▸ Your task
Could each entry be returned exactly as it appears?
[Extracted entries — start]
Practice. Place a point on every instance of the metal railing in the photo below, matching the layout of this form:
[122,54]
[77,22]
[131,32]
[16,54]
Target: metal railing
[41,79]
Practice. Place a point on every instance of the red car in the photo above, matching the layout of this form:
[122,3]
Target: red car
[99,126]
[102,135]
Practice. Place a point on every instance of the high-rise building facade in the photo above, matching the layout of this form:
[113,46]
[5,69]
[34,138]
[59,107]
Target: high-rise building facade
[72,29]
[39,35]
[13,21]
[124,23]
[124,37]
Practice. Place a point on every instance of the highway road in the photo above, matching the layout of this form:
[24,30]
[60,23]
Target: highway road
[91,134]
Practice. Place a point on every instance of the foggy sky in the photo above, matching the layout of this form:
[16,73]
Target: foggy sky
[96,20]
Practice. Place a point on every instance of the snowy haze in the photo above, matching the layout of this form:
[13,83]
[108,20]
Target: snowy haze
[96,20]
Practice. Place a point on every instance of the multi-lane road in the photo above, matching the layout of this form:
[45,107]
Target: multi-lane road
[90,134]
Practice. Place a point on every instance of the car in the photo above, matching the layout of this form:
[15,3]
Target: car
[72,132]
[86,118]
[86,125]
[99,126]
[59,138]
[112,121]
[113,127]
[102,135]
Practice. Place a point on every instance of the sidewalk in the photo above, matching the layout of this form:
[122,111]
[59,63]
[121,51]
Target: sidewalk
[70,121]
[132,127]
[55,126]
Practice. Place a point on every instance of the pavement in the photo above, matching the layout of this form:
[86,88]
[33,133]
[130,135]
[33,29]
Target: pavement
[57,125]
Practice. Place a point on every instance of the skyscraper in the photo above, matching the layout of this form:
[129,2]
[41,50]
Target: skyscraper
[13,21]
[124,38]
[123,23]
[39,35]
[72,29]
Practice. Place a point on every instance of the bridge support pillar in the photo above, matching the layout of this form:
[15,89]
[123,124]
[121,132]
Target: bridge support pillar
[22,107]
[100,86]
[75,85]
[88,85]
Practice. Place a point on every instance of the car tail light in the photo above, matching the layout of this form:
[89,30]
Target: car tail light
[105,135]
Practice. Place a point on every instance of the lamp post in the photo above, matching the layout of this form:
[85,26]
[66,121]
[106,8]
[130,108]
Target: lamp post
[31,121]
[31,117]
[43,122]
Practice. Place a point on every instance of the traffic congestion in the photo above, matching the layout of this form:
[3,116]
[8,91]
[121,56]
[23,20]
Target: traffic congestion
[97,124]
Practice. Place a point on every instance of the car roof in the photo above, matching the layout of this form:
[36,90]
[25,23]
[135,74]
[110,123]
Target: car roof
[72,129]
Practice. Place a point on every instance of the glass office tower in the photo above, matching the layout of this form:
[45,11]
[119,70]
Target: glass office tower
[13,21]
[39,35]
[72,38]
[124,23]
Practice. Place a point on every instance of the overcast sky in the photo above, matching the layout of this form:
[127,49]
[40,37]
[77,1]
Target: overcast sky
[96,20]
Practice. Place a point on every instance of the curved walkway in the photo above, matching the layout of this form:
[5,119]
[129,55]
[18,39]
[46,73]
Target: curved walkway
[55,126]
[Extracted entries — finish]
▸ Task solution
Practice. Place a point on every instance of the metal railing in the photo below, matching the layout of this form:
[122,54]
[77,22]
[131,32]
[16,54]
Target: metal railing
[41,79]
Practice. Place a point on every instance of the red car in the photo above, matching the layout of this form:
[122,3]
Target: red car
[99,126]
[102,135]
Practice. Place a point on every instance of the high-rise building facade in the photo above, matching the layout of this form:
[113,46]
[5,69]
[34,138]
[59,107]
Target: high-rise building facade
[72,29]
[39,35]
[13,21]
[124,23]
[124,37]
Practice. Place a point on every instance of the highway road in the photo above, matching the layout of this form:
[24,30]
[60,23]
Target: highway road
[91,134]
Practice. Place a point on every instance of the foggy sky in the photo above, matching the layout of this form:
[16,73]
Target: foggy sky
[96,20]
Practice. Place a point on every instance of the snowy haze in the photo above, matching the layout of this form:
[13,83]
[108,20]
Target: snowy haze
[96,20]
Practice. Place a point on every instance of the multi-lane road in the photo above, matching the layout of this form:
[45,107]
Target: multi-lane road
[90,134]
Practice. Place a point on every instance of the car in the photo above, matching the layout of this form:
[15,3]
Target: car
[72,132]
[86,118]
[86,125]
[99,126]
[59,138]
[112,121]
[113,127]
[102,135]
Practice. Place a point on every instance of the sidewalk in the photo above, matching the layout of this form:
[122,111]
[59,63]
[121,51]
Target: sidewalk
[70,121]
[132,127]
[55,126]
Practice. Place a point on every instance of the pavement in the photo above, matching the layout of this form:
[86,88]
[33,133]
[130,135]
[33,29]
Target: pavement
[57,125]
Practice. Place a point on every instance of the skyscraper in the photo above, matching the layout of this form:
[129,2]
[41,50]
Target: skyscraper
[13,21]
[124,38]
[123,23]
[39,35]
[72,29]
Practice. Place a point on every instance of the bridge support pillar in the photo above, matching the layout of this form:
[15,89]
[123,124]
[121,132]
Target: bridge support pillar
[22,107]
[100,86]
[75,85]
[88,85]
Practice. Place a point on every instance of the car tail light in the photo above, matching the layout of this form:
[89,30]
Target: car tail light
[105,135]
Practice. Place a point on every instance of the lamp post in the photo above, matching the layout of this form:
[85,26]
[66,121]
[106,8]
[130,108]
Target: lamp post
[31,121]
[31,117]
[43,122]
Practice. Place a point on every instance of the traffic congestion in the photo above, matching the layout of this form:
[3,116]
[8,91]
[121,56]
[23,20]
Target: traffic congestion
[97,124]
Practice. Place a point on every instance of the car roof in the photo above, matching the layout of this form:
[36,90]
[25,23]
[135,74]
[110,123]
Target: car roof
[72,129]
Practice. Place a point on every instance of the glass office tower in the photo above, matching the layout of this form:
[45,11]
[119,70]
Target: glass office tower
[13,21]
[39,35]
[72,38]
[124,23]
Practice. Place a point on every instance of the overcast sky in the photo above, matching the layout of this form:
[127,49]
[40,37]
[77,1]
Target: overcast sky
[96,20]
Practice. Place a point on every instance of the curved walkway in the photo above, matching the layout of this form:
[5,119]
[129,55]
[18,39]
[46,73]
Target: curved walkway
[55,126]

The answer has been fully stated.